Organisatie en Strategie – Economie en bedrijfseconomie
Week 1
Organisatie: Bewust gecoördineerde sociale entiteit, met identificeerbare grenzen, die op
continue basis functioneert om gemeenschappelijke LT-doelen te bereiken
Strategie: Expliciete keuze voor bepaalde activiteiten, die het de onderneming mogelijk
maken haar doelen te bereiken/Bepaalt het raamwerk van de activiteiten van een
onderneming en voorziet in richtlijnen voor het coördineren van deze activiteiten, zodat een
onderneming kan inspelen op een veranderende omgeving
Onderneming:
- Grenzen van de onderneming geven de
activiteiten van de onderneming weer:
Productieketen
• Horizontaal: Welke producten produceren?
Hoeveel?
▪ Shell: Benzine, gas, chemie,
alternatieve energie
• Verticaal: Welk deel doe je zelf/doet een ander?
▪ Shell: Exploratie, boor- en extractieactiviteiten, transport en opslag, distributie naar
consument
• Geografisch: Op welk geografisch deel richten?
▪ Shell: Wereldwijd
Markt:
- De markt van de onderneming wordt gedefinieerd door de mate van
substitutie tussen producten van verschillende ondernemingen
• Strategische keuzes ene onderneming beïnvloeden prestaties anderen
▪ Vergelijkbare prestatiekarakteristieken, vergelijkbaar in gebruik, verkoop in hetzelfde
geografische gebied
❖ Shell: Pogingen om te verschillen van anderen
- Concurrentie:
• Strategische commitment
▪ Shell: Strategische commitment door investeringen in olieprojecten
• Toe- en uittreding
▪ Shell: Controle essentiële bronnen voor staatsbedrijven, schaalvoordelen
Omgeving:
- De omgeving omvat niet-industrie specifieke factoren die organisaties beïnvloeden
• Politiek/juridisch, economisch, sociaal/cultureel, technologisch
▪ Shell: Milie, wisselkoersen, publieke opinie, R&D, geografische diversiteit
- Concurrentievoordeel behalen en behouden
• Shell: Inkrimpen personeel, verkoop retail/raffinage, focus op
winstgevendste onderdelen/groeipotentieel
Vijf krachten model: Porter
- Interne concurrentie: Strijd om marktaandeel binnen een industrie/markt
, • Wat is de markt? (producten en geografie)
• Prijs vs non-prijs concurrentie (bijv. marketing)
- Potentiële toetreders:
• Marktaandeel daalt en interne concurrentie neemt toe
• Exogene (niet door de ondernemingen in de markt) en
endogene (wel “) toetredingsdrempels
▪ Voorbeelden: Overheidsbescherming, merkentrouwe
consumenten, toegang essentiële inputs en locaties, minimale efficiënte schaal,
leercurve
- Substituten en complementen:
• Substituten eroderen winsten en vergroten interne concurrentie (SMS vs WhatsApp)
• Complementen kunnen industrie vraag doen toenemen (apps en smartphone)

◆ Werkinstructies
(a) Noem alle soorten niet-industriespecifieke factoren die volgens de tekst tot de omgeving van een organisatie behoren.
(b) Geef het deel van de tekst letterlijk weer dat begint bij "Organisatie en Strategie" en eindigt bij "Welke producten produceren?".

◆ Rijen

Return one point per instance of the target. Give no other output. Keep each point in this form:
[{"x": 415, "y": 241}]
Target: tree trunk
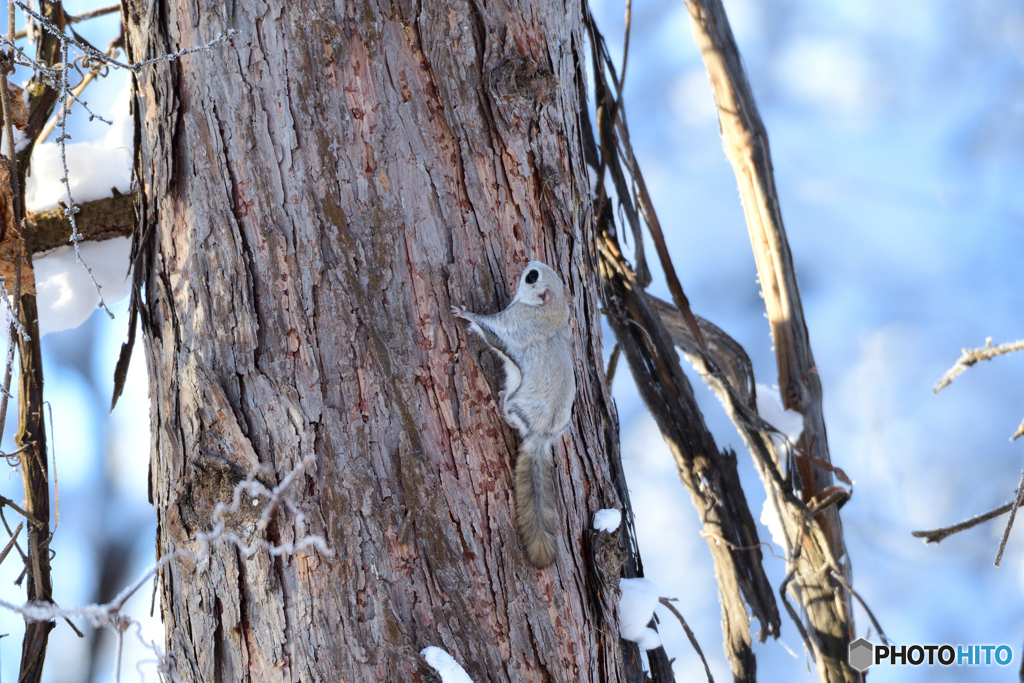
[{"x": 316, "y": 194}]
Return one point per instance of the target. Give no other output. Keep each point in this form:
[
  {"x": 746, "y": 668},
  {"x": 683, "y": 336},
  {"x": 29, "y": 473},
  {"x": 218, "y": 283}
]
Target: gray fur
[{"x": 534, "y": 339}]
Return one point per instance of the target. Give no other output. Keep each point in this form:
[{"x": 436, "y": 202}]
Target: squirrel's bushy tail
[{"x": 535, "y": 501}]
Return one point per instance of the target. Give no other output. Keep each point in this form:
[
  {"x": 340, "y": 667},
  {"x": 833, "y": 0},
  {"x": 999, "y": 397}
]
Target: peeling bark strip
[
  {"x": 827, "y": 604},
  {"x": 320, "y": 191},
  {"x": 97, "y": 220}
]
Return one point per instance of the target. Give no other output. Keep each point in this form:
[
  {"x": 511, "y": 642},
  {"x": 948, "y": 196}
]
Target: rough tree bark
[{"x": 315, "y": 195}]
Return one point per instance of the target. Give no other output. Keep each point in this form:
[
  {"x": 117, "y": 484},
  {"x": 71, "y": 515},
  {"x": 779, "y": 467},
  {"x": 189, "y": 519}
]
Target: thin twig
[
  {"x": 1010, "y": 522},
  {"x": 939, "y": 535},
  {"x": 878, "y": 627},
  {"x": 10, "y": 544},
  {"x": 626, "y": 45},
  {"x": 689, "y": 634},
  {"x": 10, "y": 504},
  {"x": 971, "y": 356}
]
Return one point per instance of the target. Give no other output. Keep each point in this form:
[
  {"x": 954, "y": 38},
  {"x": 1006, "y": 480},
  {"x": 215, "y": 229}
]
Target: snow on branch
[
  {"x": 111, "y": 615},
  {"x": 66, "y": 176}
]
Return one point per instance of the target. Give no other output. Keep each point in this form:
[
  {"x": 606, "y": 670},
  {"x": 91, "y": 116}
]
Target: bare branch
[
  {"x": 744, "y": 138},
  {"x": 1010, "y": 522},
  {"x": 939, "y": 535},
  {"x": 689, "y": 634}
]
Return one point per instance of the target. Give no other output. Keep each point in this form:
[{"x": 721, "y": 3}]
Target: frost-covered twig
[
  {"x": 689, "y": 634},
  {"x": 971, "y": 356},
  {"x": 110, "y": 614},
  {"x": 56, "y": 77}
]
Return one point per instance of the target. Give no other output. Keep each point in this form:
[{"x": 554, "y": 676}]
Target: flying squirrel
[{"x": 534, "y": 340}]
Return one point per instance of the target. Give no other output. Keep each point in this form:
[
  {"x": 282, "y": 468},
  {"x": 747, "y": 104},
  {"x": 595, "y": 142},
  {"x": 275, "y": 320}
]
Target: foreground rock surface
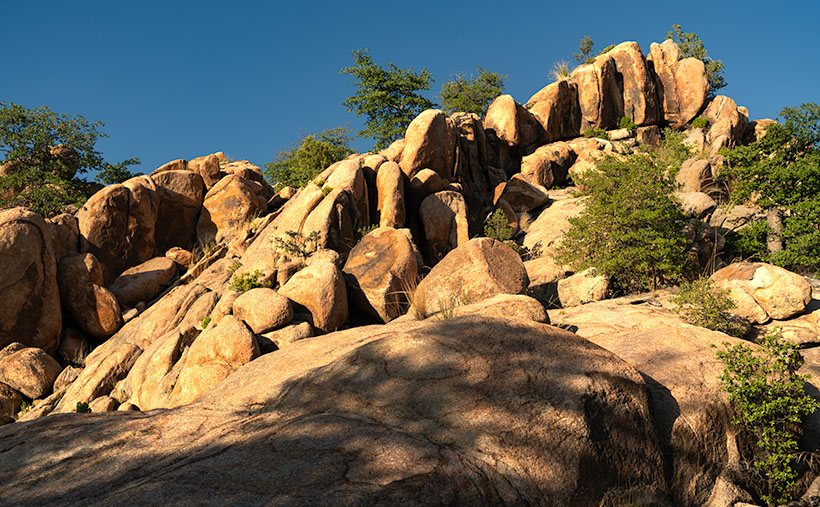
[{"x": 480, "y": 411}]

◆ Antwoorden
(a)
- Politiek/juridisch
- Economisch
- Sociaal/cultureel
- Technologisch

(b)
Organisatie en Strategie – Economie en bedrijfseconomie
Week 1
Organisatie: Bewust gecoördineerde sociale entiteit, met identificeerbare grenzen, die op
continue basis functioneert om gemeenschappelijke LT-doelen te bereiken
Strategie: Expliciete keuze voor bepaalde activiteiten, die het de onderneming mogelijk
maken haar doelen te bereiken/Bepaalt het raamwerk van de activiteiten van een
onderneming en voorziet in richtlijnen voor het coördineren van deze activiteiten, zodat een
onderneming kan inspelen op een veranderende omgeving
Onderneming:
- Grenzen van de onderneming geven de
activiteiten van de onderneming weer:
Productieketen
• Horizontaal: Welke producten produceren?